*** ИСХОДНЫЙ ТЕКСТ

«Это может быть сильнее, чем журналистика»

Поговорили с журналисткой «Людей Байкала» Кариной Прониной о том, как и зачем она написала пьесу о бурятах на войне

Света Радыгина
Пьесу «Плохой бурят хороший» Карина Пронина написала на курсе документальной драматургии. В октябре 2024 года ее опубликовали «Люди Байкала». Затем она вошла в шорт-лист основной программы независимого фестиваля драматургии «Любимовка-24». Поговорили с авторкой — о ярлыках и национальных стереотипах, о драматургических приёмах и роли avito-объявлений в пьесе про бурятов.

Если предпочитаете слушать, послушайте наш разговор с Кариной в подкасте:

Опыт спектаклей в колониях для женщин

— У меня довольно большая часть жизни связана с театром. Несколько лет я работала в Москве и Петербурге в творческой лаборатории. Там мы занимались импровизацией, проводили перфомансы и театральные фестивали. Это было довольно глубокое погружение в театр.

******
*** СОХРАНЁННЫЕ ДАННЫЕ

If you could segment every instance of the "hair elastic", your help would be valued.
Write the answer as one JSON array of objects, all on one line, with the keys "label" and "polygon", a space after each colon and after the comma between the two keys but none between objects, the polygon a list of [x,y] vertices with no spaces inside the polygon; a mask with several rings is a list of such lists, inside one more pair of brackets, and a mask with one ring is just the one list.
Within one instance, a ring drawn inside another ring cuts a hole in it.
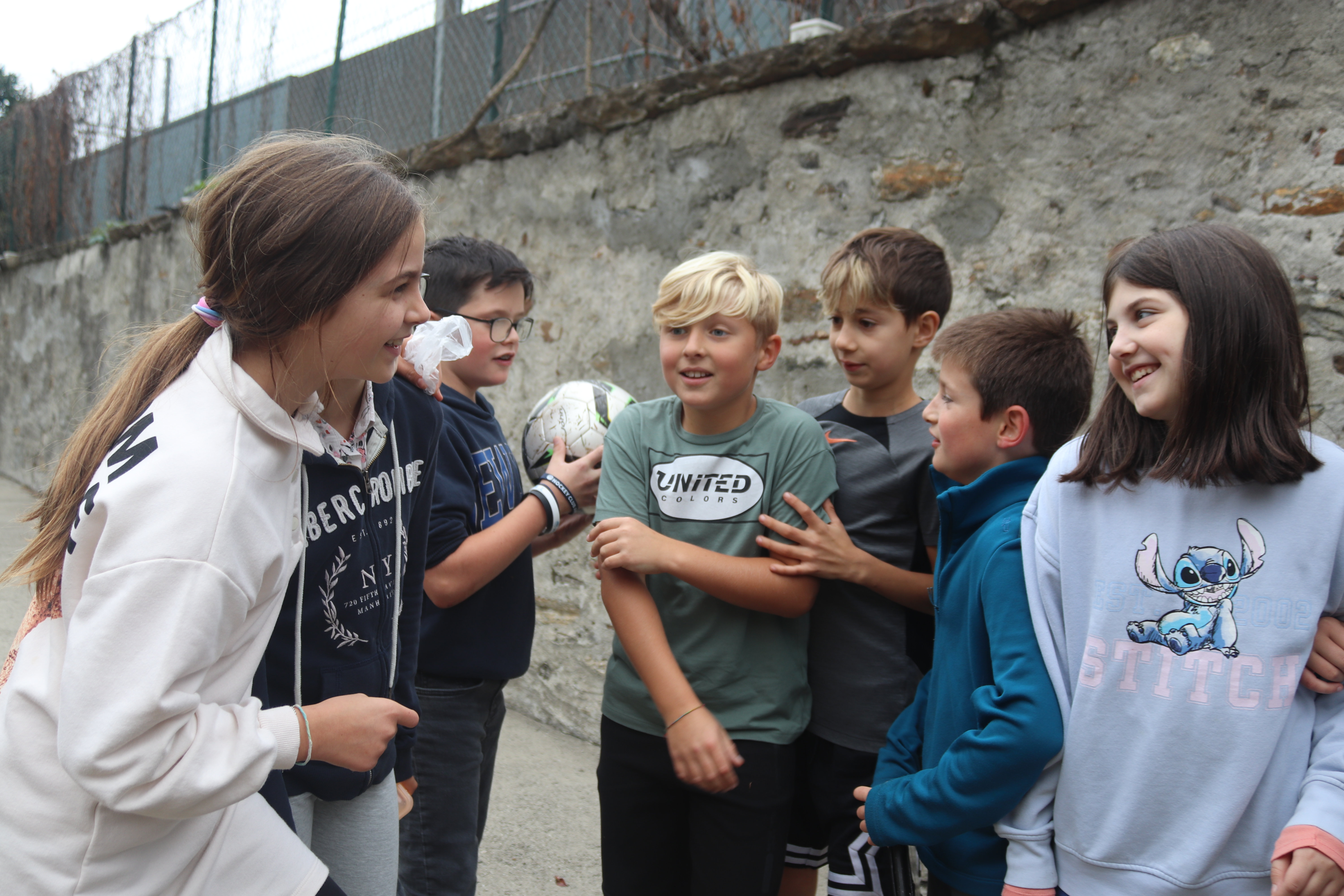
[{"label": "hair elastic", "polygon": [[[204,300],[202,300],[204,301]],[[302,762],[296,762],[296,766],[306,766],[313,759],[313,731],[308,727],[308,713],[297,703],[294,704],[294,711],[298,712],[300,717],[304,720],[304,733],[308,735],[308,755],[304,756]]]},{"label": "hair elastic", "polygon": [[668,724],[663,725],[663,731],[667,731],[668,728],[671,728],[671,727],[672,727],[672,725],[675,725],[676,723],[681,721],[683,719],[685,719],[687,716],[689,716],[689,715],[691,715],[692,712],[695,712],[696,709],[704,709],[704,704],[702,703],[702,704],[699,704],[699,705],[695,705],[695,707],[691,707],[689,709],[687,709],[685,712],[683,712],[683,713],[681,713],[680,716],[677,716],[676,719],[673,719],[673,720],[672,720],[672,721],[669,721]]},{"label": "hair elastic", "polygon": [[223,316],[210,306],[210,301],[202,296],[196,300],[196,304],[191,306],[191,310],[196,312],[196,316],[210,324],[210,329],[219,329],[219,325],[224,322]]},{"label": "hair elastic", "polygon": [[564,488],[564,484],[560,482],[559,477],[551,476],[550,473],[543,473],[542,478],[560,490],[560,494],[564,496],[564,500],[570,502],[570,513],[579,512],[579,502],[574,500],[574,493],[570,492],[567,488]]}]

******

ЗАДАНИЯ |
a - Объясните по интервью, почему Карина Пронина называет свой опыт работы с театром глубоким погружением.
b - Перепечатайте из интервью отрывок от "Опыт спектаклей в колониях" до "глубокое погружение в театр." включительно.
Список никак не связан с интервью.

ОТВЕТЫ |
a - Несколько лет она работала в Москве и Петербурге в творческой лаборатории. Там занимались импровизацией, проводили перфомансы и театральные фестивали.

b -
Опыт спектаклей в колониях для женщин

— У меня довольно большая часть жизни связана с театром. Несколько лет я работала в Москве и Петербурге в творческой лаборатории. Там мы занимались импровизацией, проводили перфомансы и театральные фестивали. Это было довольно глубокое погружение в театр.